§ Requirements
Please recast the stretch of the material from the line containing "jacket. Return only the coordinates." through the end as a two-column CSV with the headers text and answer. Give each line that begins "Pointing rules." its own row, pairing it with the coordinates that follow it, with each field quoted and line breaks replaced by spaces.

§ Records provided
"""
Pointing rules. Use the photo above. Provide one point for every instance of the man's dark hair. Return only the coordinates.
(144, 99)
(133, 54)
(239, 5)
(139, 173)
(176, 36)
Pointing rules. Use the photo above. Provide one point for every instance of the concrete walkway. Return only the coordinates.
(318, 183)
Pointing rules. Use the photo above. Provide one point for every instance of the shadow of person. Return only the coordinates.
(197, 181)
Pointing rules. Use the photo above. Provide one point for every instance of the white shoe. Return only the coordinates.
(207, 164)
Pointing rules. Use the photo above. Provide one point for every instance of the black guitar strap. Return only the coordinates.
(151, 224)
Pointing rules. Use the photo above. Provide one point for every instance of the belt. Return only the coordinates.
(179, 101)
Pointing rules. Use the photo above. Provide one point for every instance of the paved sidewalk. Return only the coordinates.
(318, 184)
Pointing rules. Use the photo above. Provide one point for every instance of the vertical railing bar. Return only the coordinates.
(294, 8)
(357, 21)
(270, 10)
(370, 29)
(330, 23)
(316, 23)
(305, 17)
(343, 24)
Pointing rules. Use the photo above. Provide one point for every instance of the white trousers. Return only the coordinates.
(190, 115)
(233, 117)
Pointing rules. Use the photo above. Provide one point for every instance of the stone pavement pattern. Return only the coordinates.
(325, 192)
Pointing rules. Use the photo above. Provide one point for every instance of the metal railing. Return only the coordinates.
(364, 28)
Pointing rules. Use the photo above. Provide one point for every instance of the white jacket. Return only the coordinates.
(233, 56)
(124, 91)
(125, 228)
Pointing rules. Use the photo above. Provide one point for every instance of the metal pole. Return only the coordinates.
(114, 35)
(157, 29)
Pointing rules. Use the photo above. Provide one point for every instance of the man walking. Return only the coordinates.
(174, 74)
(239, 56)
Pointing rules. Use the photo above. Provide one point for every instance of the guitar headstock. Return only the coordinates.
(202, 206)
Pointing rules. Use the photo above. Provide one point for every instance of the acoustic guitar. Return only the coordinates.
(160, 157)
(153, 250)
"""
§ Complete answer
text,answer
"Pointing rules. Use the photo above. Provide one point for every instance of the white jacket. Return only the coordinates.","(233, 56) (124, 91) (125, 228)"
"Pointing rules. Use the photo above. Provide one point for every instance of the metal pole. Return only the coordinates.","(114, 35) (157, 29)"
"Pointing rules. Use the photo above. Provide one point for every instance of the man walking. Return only the coordinates.","(174, 74) (239, 56)"
"Pointing rules. Use the photo above. Provide one point for every instance of the guitar headstock. Return only the coordinates.","(202, 206)"
"Pointing rules. Use the photo above. Provide one point for every instance of the acoustic guitar. Return only the coordinates.","(160, 157) (153, 250)"